### Task material
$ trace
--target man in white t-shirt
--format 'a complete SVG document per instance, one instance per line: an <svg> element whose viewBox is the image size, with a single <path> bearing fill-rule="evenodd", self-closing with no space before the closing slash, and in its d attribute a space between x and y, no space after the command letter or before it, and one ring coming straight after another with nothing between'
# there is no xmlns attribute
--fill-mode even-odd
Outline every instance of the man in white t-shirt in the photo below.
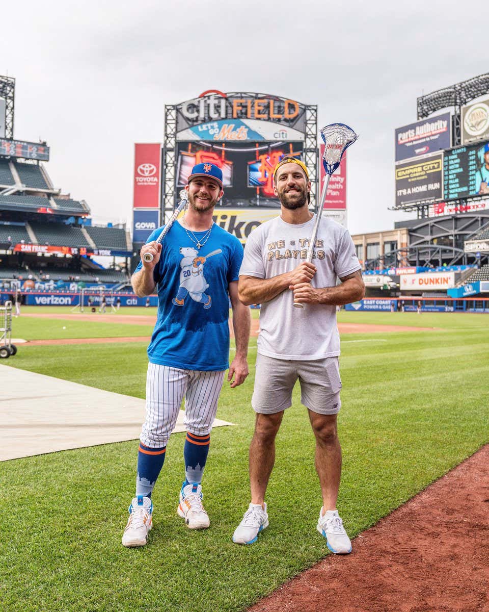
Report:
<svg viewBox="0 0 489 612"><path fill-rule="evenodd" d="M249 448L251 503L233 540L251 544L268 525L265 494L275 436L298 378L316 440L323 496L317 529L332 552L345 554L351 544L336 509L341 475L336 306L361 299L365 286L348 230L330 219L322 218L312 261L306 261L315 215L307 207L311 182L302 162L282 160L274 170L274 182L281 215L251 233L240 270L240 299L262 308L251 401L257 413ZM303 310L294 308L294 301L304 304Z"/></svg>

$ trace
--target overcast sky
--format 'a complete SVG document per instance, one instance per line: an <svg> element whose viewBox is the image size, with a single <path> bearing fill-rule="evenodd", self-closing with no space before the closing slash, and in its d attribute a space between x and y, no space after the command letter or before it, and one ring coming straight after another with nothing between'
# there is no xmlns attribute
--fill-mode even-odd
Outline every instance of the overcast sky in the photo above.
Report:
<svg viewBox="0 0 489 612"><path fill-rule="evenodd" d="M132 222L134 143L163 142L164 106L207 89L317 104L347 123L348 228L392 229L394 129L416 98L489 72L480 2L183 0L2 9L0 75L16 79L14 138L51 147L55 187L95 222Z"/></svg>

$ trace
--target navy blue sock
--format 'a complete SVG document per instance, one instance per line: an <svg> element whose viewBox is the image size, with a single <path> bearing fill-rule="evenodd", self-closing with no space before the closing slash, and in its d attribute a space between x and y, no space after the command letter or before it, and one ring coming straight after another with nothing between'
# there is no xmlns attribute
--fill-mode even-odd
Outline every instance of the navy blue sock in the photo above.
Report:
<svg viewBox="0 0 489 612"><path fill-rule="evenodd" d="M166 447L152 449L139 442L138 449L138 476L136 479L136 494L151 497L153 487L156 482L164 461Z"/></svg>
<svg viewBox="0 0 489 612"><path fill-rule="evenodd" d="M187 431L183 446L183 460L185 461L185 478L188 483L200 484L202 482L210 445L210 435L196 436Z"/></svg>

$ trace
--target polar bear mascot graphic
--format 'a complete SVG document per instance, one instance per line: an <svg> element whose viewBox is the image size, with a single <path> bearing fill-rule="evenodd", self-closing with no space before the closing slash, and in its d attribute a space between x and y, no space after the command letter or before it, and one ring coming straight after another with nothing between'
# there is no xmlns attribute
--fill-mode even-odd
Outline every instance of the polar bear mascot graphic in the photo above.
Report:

### Given problem
Copy each line in full and exactly, omitting any picture.

### Exercise output
$ trace
--target man in white t-shirt
--format 'a complete SVG document per instance, one instance per line: an <svg> element whose viewBox is the image size, with a single <path> bearing fill-rule="evenodd", self-closing with no space before the closing slash, and in its d attribute a space between x and y, no space after the command letter or before it, and one ring coming straight after another with nothing between'
# there is no xmlns attribute
--fill-mode even-odd
Outline every instance of the man in white t-shirt in the photo below.
Report:
<svg viewBox="0 0 489 612"><path fill-rule="evenodd" d="M249 448L251 503L233 540L251 544L268 525L265 494L275 436L298 378L316 440L323 496L317 529L332 552L345 554L351 544L336 509L341 475L336 306L361 299L365 286L348 230L330 219L322 218L312 261L306 261L315 215L307 207L311 182L302 162L282 160L274 170L274 182L281 215L251 233L240 270L240 299L262 308L251 401L257 413ZM303 310L294 308L294 301L304 304Z"/></svg>

$ trace
--target overcast sky
--format 'a complete SVG document per instance, one instance per line: an <svg> element whose viewBox is the image size, with a single <path> bearing fill-rule="evenodd", self-closing with no space before the closing slash, and in its d attribute a space between x and y, no space after the command letter or before it, and one ring coming straight after another with nothing between'
# there is no xmlns attribute
--fill-mode even-odd
Outline every instance of the overcast sky in the photo above.
Report:
<svg viewBox="0 0 489 612"><path fill-rule="evenodd" d="M132 222L134 143L163 142L164 106L207 89L317 104L347 123L348 228L392 229L394 129L416 98L489 72L480 2L183 0L2 9L0 75L16 79L14 138L51 147L55 187L95 222Z"/></svg>

$ trace
--target navy blue sock
--format 'a complete SVG document per instance, one instance per line: an <svg> element whose viewBox is the image size, with a single <path> bearing fill-rule="evenodd", self-closing with no space before the closing slash, and in its d attribute a space between x and y, no space after the command letter or before it, and one ring coming straight after another with nothing between'
# there is no xmlns attribute
--fill-mode even-odd
Outline every instance of the navy blue sock in the photo above.
Report:
<svg viewBox="0 0 489 612"><path fill-rule="evenodd" d="M166 447L152 449L139 442L138 449L138 476L136 479L136 494L151 497L153 487L156 482L164 461Z"/></svg>
<svg viewBox="0 0 489 612"><path fill-rule="evenodd" d="M187 431L183 446L183 460L185 461L185 478L188 483L200 484L202 482L210 445L210 435L196 436Z"/></svg>

$ trace
--target polar bear mascot graphic
--format 'a complete SVG document per instance, one instance per line: an <svg> element whose viewBox is the image size, with a single <path> bearing fill-rule="evenodd", self-closing with no space before the closing slash, and in its d attribute a space between x and y, no space after the command letter or before it, and one ring coming straight after another with nothing between'
# there is no xmlns attribute
--fill-mode even-odd
Outline every instance of the polar bear mascot graphic in the photo above.
Report:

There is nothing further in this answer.